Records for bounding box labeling
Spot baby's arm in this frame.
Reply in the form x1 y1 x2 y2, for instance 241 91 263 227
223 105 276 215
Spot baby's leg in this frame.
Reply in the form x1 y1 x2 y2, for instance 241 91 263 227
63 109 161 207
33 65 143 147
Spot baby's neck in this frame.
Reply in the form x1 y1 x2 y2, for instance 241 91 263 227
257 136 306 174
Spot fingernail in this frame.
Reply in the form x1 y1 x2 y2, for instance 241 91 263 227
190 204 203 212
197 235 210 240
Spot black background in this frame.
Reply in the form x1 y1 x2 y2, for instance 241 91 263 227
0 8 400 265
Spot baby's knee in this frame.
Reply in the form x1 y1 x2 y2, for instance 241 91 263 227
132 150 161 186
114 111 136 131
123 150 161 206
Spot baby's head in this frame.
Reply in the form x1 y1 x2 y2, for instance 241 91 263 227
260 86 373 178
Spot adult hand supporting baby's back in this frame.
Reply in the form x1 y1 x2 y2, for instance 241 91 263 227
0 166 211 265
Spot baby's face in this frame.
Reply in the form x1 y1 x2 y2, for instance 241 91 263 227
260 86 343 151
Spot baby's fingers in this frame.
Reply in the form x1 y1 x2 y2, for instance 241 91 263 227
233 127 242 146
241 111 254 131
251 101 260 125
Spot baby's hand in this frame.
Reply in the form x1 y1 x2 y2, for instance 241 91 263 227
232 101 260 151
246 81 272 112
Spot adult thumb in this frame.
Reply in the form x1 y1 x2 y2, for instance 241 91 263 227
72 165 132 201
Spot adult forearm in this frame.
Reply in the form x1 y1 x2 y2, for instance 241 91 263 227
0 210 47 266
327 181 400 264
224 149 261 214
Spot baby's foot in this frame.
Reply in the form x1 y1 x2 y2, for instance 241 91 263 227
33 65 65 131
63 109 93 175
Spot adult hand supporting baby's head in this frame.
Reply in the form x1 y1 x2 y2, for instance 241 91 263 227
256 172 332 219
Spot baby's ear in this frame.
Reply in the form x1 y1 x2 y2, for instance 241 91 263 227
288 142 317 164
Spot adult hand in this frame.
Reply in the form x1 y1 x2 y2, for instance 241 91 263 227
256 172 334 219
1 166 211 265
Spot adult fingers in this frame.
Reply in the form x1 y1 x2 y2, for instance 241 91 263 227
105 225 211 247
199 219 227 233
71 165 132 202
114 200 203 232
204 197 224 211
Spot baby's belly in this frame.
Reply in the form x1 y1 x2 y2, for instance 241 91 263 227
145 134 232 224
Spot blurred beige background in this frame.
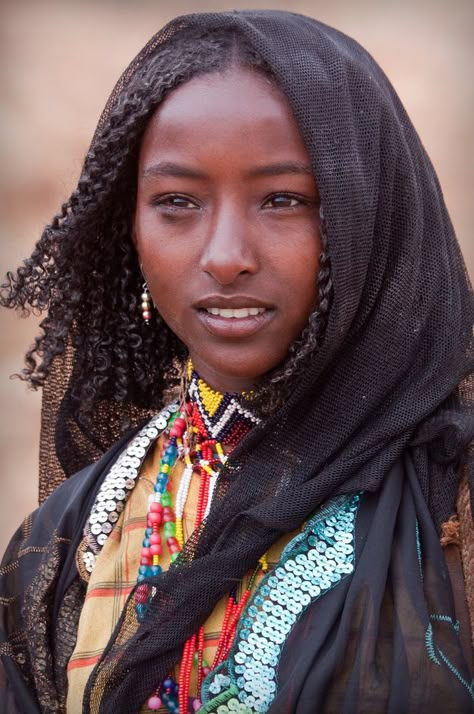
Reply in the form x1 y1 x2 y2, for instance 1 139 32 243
0 0 474 554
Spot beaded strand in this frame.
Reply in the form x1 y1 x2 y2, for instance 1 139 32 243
135 363 266 714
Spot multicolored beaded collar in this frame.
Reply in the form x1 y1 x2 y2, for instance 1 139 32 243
135 363 266 712
187 360 260 448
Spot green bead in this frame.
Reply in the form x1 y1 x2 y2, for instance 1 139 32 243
163 521 176 538
160 491 171 506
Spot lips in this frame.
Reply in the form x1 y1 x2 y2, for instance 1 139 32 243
195 295 275 339
205 307 266 319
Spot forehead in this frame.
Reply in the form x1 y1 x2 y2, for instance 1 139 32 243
141 69 308 165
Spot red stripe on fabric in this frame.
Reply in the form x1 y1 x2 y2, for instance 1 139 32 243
67 655 100 672
86 585 134 600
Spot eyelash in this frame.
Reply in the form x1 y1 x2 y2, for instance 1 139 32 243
153 191 313 211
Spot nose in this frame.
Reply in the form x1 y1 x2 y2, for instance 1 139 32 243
200 206 258 285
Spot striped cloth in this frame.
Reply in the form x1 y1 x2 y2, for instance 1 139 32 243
67 438 295 714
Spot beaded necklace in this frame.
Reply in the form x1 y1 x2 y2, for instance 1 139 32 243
135 361 267 714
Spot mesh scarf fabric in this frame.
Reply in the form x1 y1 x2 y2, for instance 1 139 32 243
34 11 474 712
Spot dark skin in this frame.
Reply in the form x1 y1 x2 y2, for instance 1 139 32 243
134 69 320 392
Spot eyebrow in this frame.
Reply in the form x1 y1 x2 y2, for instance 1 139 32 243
142 161 313 179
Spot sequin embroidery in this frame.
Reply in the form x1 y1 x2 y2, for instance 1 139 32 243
199 494 360 714
80 403 178 573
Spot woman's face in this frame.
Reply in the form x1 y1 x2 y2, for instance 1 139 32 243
134 69 320 391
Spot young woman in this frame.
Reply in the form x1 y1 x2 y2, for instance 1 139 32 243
1 11 474 714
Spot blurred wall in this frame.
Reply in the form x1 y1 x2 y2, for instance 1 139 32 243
0 0 474 553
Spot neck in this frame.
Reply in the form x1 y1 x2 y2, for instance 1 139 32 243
189 359 256 394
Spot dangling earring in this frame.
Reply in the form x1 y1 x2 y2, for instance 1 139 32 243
142 280 151 325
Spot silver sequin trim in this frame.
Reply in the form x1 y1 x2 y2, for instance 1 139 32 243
81 403 179 573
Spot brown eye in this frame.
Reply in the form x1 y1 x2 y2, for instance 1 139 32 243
262 193 303 208
155 195 199 210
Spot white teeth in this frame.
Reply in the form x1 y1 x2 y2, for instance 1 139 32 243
206 307 266 318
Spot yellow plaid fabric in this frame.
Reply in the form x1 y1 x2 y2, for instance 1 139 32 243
67 439 294 714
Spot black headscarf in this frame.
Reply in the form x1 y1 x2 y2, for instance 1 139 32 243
76 11 474 713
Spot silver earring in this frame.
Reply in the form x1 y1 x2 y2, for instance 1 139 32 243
142 280 151 325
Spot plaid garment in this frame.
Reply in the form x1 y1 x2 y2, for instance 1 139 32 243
67 438 299 714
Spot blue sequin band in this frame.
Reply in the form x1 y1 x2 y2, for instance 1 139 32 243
199 494 360 714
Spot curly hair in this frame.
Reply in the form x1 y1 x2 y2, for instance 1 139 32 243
1 30 332 420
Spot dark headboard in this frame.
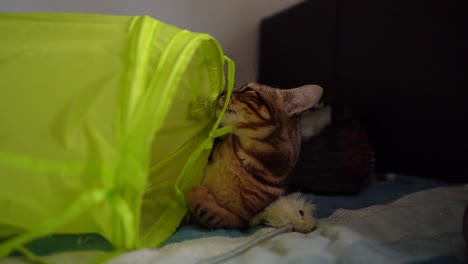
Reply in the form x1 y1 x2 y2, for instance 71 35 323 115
258 0 468 181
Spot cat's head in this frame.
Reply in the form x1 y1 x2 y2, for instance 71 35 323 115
219 83 323 134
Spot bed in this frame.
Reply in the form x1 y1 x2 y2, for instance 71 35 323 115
0 175 468 264
0 0 468 264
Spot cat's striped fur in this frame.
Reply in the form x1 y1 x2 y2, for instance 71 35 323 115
186 83 322 229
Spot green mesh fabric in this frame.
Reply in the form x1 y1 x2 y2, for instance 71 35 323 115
0 14 234 256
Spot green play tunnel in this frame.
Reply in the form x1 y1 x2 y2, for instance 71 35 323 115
0 14 234 256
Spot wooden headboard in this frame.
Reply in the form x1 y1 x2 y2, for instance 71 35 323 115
258 0 468 181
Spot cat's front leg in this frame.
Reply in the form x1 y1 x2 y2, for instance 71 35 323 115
185 186 248 229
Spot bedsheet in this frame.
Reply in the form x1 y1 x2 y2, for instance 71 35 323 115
0 176 468 264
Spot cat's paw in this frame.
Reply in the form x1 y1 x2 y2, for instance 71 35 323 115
185 186 248 229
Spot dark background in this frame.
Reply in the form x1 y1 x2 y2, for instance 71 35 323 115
258 0 468 181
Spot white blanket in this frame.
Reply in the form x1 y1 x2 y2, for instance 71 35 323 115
0 185 468 264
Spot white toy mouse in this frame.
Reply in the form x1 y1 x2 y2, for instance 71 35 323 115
249 192 317 233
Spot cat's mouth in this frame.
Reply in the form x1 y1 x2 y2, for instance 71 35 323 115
217 95 236 113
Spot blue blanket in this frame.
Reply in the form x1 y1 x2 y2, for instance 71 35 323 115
0 176 468 264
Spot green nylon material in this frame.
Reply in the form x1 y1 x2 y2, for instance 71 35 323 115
0 13 234 257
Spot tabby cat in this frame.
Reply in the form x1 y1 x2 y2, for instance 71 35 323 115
186 83 322 229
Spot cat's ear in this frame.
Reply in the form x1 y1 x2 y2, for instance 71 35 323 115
281 85 323 115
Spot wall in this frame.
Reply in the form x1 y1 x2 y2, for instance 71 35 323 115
0 0 302 85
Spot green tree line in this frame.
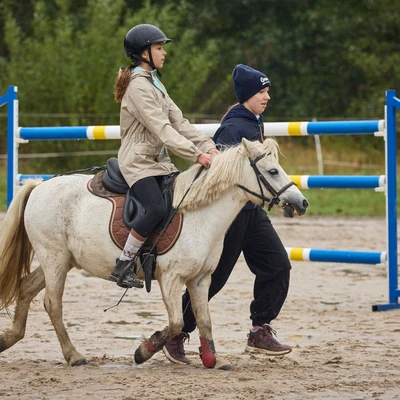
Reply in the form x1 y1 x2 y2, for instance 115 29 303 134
0 0 400 172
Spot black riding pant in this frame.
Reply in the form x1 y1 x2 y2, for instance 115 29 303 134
182 206 291 333
131 176 167 238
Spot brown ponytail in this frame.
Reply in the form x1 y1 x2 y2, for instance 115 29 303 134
114 65 133 103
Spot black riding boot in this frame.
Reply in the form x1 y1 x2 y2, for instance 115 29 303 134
110 258 144 289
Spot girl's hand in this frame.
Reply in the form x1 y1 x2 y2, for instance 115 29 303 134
208 149 221 156
197 150 212 168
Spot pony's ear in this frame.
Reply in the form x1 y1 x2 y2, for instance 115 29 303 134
242 138 260 159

**Written exercise**. Arrange as a JSON list of strings the lines starting with the line with "Spot baby's leg in this frame." and going on through the line with "260 86 343 151", one string for each line, with blank lines left out.

**Final answer**.
[
  "Spot baby's leg in this frame.",
  "Reply in the form x1 y1 x2 y2, for instance 241 91 263 227",
  "63 109 161 207",
  "33 65 143 147",
  "Spot baby's neck in this frame.",
  "Reply in the form x1 y1 x2 y2, for instance 241 91 263 227",
  "257 136 306 174",
  "Spot fingernail in this frame.",
  "Reply in the form x1 y1 x2 y2, for instance 241 91 263 227",
  "190 204 203 212",
  "197 235 210 240",
  "Spot black background in this frame.",
  "Reply in the form x1 y1 x2 y2, for instance 241 91 263 227",
  "0 8 400 265",
  "Spot baby's knee in this frame.",
  "Reply in the form x1 y1 x2 y2, for instance 241 91 263 227",
  "132 150 161 186",
  "114 111 136 131",
  "123 150 161 206",
  "Spot baby's head in this frame.",
  "Reply in the form x1 y1 x2 y2, for instance 241 91 263 227",
  "260 86 373 178",
  "Spot adult hand supporting baby's back in this frame.",
  "Reply in the form x1 y1 x2 y2, for instance 241 91 263 227",
  "0 166 211 265",
  "Spot baby's face in this frame.",
  "Reply in the form x1 y1 x2 y2, for instance 241 91 263 227",
  "260 86 343 151"
]